== GOAL OF THE EXERCISE ==
I'd like every record written out again, exactly as it is.

== DATA FOR THIS TASK ==
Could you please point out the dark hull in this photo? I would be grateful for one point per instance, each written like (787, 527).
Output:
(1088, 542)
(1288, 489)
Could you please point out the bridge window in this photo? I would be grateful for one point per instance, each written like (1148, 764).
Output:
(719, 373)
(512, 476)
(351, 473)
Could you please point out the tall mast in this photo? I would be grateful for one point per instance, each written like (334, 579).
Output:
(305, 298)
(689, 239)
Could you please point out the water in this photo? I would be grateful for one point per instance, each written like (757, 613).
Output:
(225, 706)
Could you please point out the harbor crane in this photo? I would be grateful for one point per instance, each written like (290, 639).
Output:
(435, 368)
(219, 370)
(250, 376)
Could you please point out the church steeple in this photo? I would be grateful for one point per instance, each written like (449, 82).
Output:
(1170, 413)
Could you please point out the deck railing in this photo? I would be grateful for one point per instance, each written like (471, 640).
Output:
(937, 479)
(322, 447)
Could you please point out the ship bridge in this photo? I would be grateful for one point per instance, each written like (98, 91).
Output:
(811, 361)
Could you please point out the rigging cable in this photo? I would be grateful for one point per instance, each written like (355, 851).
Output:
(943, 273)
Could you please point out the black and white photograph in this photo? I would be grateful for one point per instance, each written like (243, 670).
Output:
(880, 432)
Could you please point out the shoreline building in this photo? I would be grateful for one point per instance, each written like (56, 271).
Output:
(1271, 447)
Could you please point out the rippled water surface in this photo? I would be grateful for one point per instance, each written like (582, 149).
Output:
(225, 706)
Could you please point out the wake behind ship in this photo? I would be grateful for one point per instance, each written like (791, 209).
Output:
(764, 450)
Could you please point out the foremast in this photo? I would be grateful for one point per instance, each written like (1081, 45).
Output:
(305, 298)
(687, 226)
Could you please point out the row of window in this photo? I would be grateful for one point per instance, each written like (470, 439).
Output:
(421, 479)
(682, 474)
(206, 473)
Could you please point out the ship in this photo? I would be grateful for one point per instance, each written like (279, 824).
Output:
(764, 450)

== RESULT OF THIS TASK ==
Could you please point out the dark hull in this photo? I would be grateful for one point per instance, each written like (787, 527).
Output:
(1088, 542)
(1288, 489)
Could you please point out the bridge window in this photo? I would be grateful for one point per instance, each written like (1148, 764).
Output:
(719, 373)
(512, 476)
(351, 473)
Could you please point out the tall mast in this photo? I would be grateful for one point per instance, each written like (334, 579).
Output:
(305, 298)
(689, 239)
Could you please point out the water in this photo? I would be grateful for one point per instance, each written like (757, 613).
Output:
(225, 706)
Could you please point out the harbor crane in this photo? I would be grateful for one point per instance, each written like (290, 639).
Output:
(435, 368)
(219, 370)
(250, 376)
Could you please point out the church steeple in this photo? I would be grateful for one point per instance, each written like (449, 82).
Output:
(1170, 413)
Could you please point out the deck railing in this photo? I would be grateful for one point per instance, each written like (471, 640).
Output:
(937, 479)
(322, 447)
Could you please point out the ship bridge in this photo? I would be grateful for one point per instance, each written like (98, 91).
Output:
(811, 361)
Could you please point out the rigging cable in this photo? I would be grateful for one point per instance, each written like (355, 851).
Output:
(943, 273)
Could you please point out the black and white photograph in this photo? I would be grateful for one point per instance, each written like (243, 670).
Output:
(880, 432)
Could you please point out the shoreline building in this photo? I would be grateful for one point per instance, each written like (56, 271).
Output:
(1271, 447)
Could you please point out the rippled water surface in this photo? I would be grateful for one point per instance, each written like (582, 149).
Output:
(225, 706)
Could you please point out the wake behind ship in this photo? I would be grateful for one point per instance, each written like (791, 209).
Output:
(764, 450)
Could you please point out the foremast in this photo? I would be grateful for one point per instance, each written like (1081, 45).
Output:
(305, 298)
(687, 226)
Could you please point out the row of window in this photo? I would be grateful for one point per instance, each written like (470, 439).
Output:
(421, 479)
(682, 474)
(206, 473)
Could you please point out the ship in this photo? I would be grateful for one point per instance, each written like (279, 824).
Output:
(764, 450)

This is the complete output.